__PROBLEM TO SOLVE__
Within the entries below, find the portion that opens with the line containing "column 366, row 767" and closes with the line containing "Query: blueberry shrub". Retype that portion exactly and only.

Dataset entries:
========================================================================
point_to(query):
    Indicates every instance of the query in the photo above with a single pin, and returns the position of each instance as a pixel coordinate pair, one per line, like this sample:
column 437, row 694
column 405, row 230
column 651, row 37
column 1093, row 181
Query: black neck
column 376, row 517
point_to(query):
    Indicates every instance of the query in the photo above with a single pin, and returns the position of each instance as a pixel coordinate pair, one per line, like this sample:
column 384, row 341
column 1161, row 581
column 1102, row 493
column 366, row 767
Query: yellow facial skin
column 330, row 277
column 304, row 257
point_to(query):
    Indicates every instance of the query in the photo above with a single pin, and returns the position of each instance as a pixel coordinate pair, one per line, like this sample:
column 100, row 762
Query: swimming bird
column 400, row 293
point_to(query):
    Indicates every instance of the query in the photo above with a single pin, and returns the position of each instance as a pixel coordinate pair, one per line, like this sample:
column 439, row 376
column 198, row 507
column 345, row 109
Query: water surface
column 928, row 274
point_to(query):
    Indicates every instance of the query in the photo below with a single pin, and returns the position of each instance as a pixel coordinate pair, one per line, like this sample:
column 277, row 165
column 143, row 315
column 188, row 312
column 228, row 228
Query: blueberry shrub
========================================================================
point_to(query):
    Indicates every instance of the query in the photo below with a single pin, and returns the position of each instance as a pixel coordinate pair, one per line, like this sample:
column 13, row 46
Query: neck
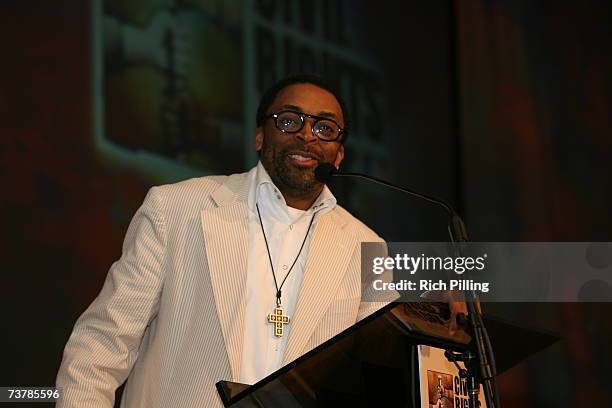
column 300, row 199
========================================================================
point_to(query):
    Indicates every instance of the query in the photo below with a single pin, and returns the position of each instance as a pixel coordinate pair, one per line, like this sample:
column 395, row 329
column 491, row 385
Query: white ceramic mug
========================================================================
__FINISHED TASK__
column 366, row 767
Query: yellow facial skin
column 330, row 277
column 304, row 257
point_to(query):
    Indicates every instance of the query in the photo above with a single pin, and returns the position of each instance as a pixel coordinate pair, one per line, like this sample:
column 100, row 762
Query: swimming bird
column 400, row 293
point_to(query):
    Indicates every instance of the query in the photo above with a single pin, and returns the position of each instance as a pixel coordinate pair, one per line, like this sample:
column 439, row 376
column 198, row 507
column 345, row 109
Query: water surface
column 928, row 274
point_to(query):
    Indicates every instance of the query in the photo below with a single pin, and returns the position of each instance as a pixel coordinate pair, one per line, like this sample:
column 277, row 165
column 143, row 315
column 188, row 312
column 228, row 228
Query: blueberry shrub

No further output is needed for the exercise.